_Provided passage:_
>>>

April 22, 2014
I really wish you had been with me in the mayor’s office.
I was in Darrington, Washington, the small logging town hit hard by the March 22 mudslide that destroyed much of the nearby community of Oso. The slide buried about a mile of the highway connecting many of the 450 families in Darrington with their jobs, their grocery shopping and even the shipments to and from their lumber mill.
Though I wasn’t there on vacation, I did enjoy the breathtaking scenery.
On disaster assignment for the American Red Cross, I went to city hall with our district operations manager to talk about our work in the community. When we entered his office, the mayor rose from his desk stacked high with papers and gave us a hearty handshake. He wore a ball cap and flannel shirt – just what a Midwesterner like me would expect to find in a lumber town quietly tucked away high in the Northern Cascades. A faint smile on his unshaven face, however, failed to mask the strain of his mayoral duties.

<<<

_Exercise directions:_ Decide whether each statement agrees with the Darrington account, and quote the deciding words for each: (a) The mudslide took place on March 22. (b) The writer came to Darrington on vacation. (c) The mayor was wearing a suit and tie.

_Provided material:_
>>>

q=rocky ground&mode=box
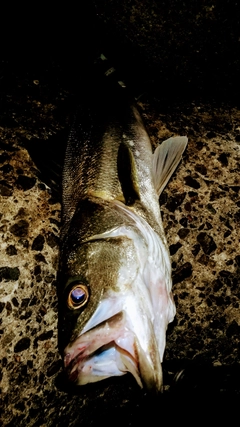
[0,2,240,427]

<<<

_Solution:_
(a) Yes: "hit hard by the March 22 mudslide"
(b) No: "Though I wasn’t there on vacation"
(c) No: "He wore a ball cap and flannel shirt"